# [DOCUMENT SECTION]

_ _ _ _ _ _ _

[Date Prev][Date Next] [Chronological] [Thread] [Top]


Dear OpenLDAP guys.

First of all, I would like to say sorry about my English as you know,
but I'd like your opinions and/or suggestions about my recent activity
to OpenLDAP which we call syncbackup, that is, to provide
high-availability of master server ( An experimental implementation is 
almost done ) keeping the database consistency.

In order to achieve this kind of HA, syncbackup propagates LDAP
operations for modifications such as ldap_modify, ldap_add,
ldap_delete and ldap_rename, to other LDAP servers before commiting
the changes locally.

                          Master                Backup
 Client -- modify(0) -->    |                     |
   |                        | --- modify(0) --->  |
   |                        |                     |
   |                        | <--- SUCCESS -----  |
   |                        |
   | <---- SUCCESS  -----   |

Only if the master slapd server gets the sucuess results from other
backup servers as well as local commits, it returns the success to the
client. So, if the master returns success, at least two servers have the

If the master server hangs up, another backup server can become another
master server because all changes to the original master server have
been propagated to the new master server.

This is a simple example and has many problems.

First, in this example, if the backup server hangs up, the master server
can't get the response from the backup server. Then if either the master
or the backup hang up, the client can't get result.

Second, when the original master server is restarted, how does this
server follow the latest directory?

To solve these problems, the following ideas were born:

      *) At least backup
      *) Boot-time synchronization using syncrepl()

 * At least backup

    This is a way to propagates an operation to several backup servers
    at the same time and wait for at least one success result.

       |Master| <--- SUCCESS ------------+
       +------+                          |
          | |                            |
          | +------------------+         |
          |                    |         |
      propagation          propagation   |
        XXXXX                  |         |
       XhangupX               \ /        |
        XXXXX               +------+     |
       +------+             |Backup| +---+
       |Backup|             +------+

   So even if one backup server hangs up or delay because of some reason
   such as network trouble, the master server can return the success to
   the client as soon as possible.

 * Boot-time synchronization using syncrepl()

    When another backup server fail over the master service, the backup
    server fetches the changes to other servers by using one-time

                                 New Master
                  syncrepl  +------+     
       +------+    +----->  |Backup| 
       |Backup| ---+        +------+

    The new server should be up-to-date within the available servers.

 These are the ohter extensions to construct syncbackup:

      * startSYNC extended operation

         This is a LDAPv3 extended operation to start syncbackup.
	 It sends syncCookie and syncid and then the master server
	 attaches it to the apropriate list and propagates
	 LDAP operations to the backup server.

_ _ _ _ _ _ _

# [RECORDS SUPPLIED]
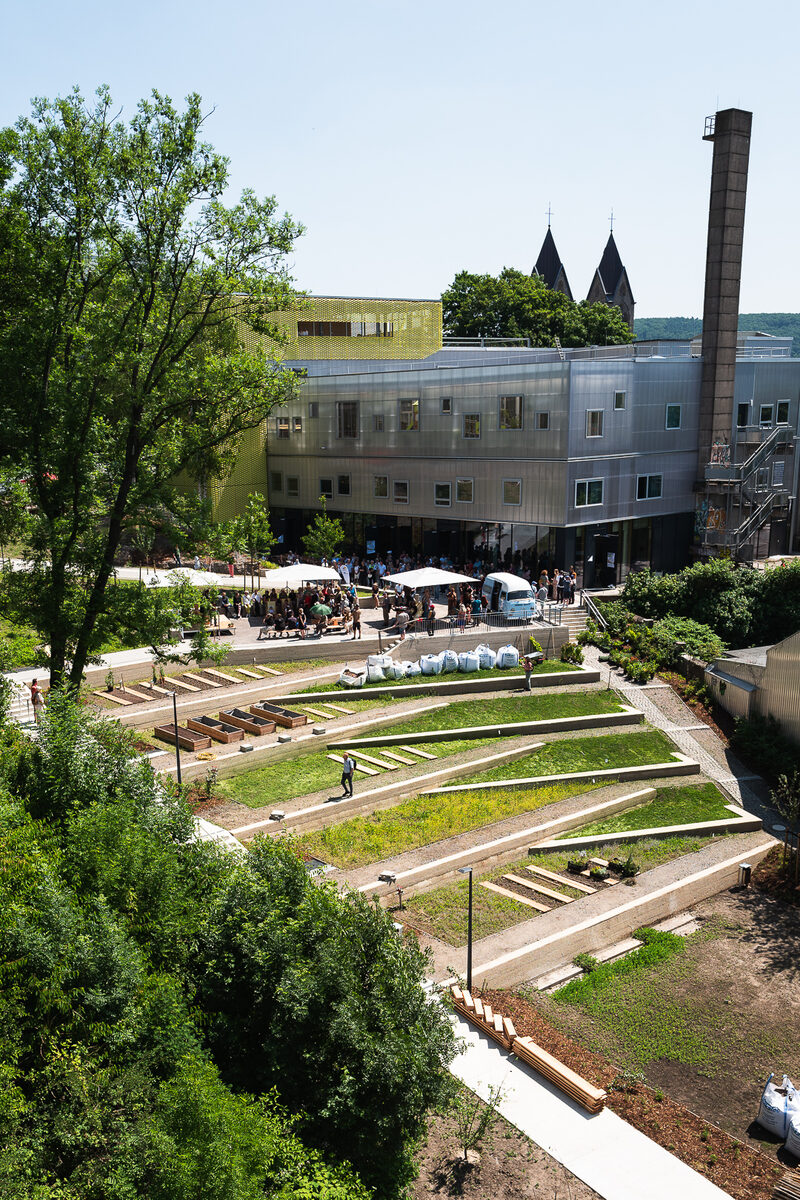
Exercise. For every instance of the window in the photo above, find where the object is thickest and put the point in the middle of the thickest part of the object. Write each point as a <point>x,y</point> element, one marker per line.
<point>512,491</point>
<point>347,419</point>
<point>409,415</point>
<point>510,412</point>
<point>594,423</point>
<point>588,491</point>
<point>648,487</point>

_ _ _ _ _ _ _

# [TASKS TO CARRY OUT]
1 - Rewrite the OpenLDAP syncbackup post starting with "First of all, I" and going on through "the database consistency.", renaming "master server" to "primary server" throughout.
2 - Answer these questions about the OpenLDAP syncbackup post:
(a) Which LDAP modification operations does syncbackup propagate to other servers?
(b) Under the "At least backup" approach, how many success results does the master wait for?
(c) What two values does the startSYNC extended operation send?

# [COMPLETED EXERCISE]
1 -
First of all, I would like to say sorry about my English as you know,
but I'd like your opinions and/or suggestions about my recent activity
to OpenLDAP which we call syncbackup, that is, to provide
high-availability of primary server ( An experimental implementation is 
almost done ) keeping the database consistency.

2 -
(a) ldap_modify, ldap_add, ldap_delete and ldap_rename.
(b) At least one.
(c) syncCookie and syncid.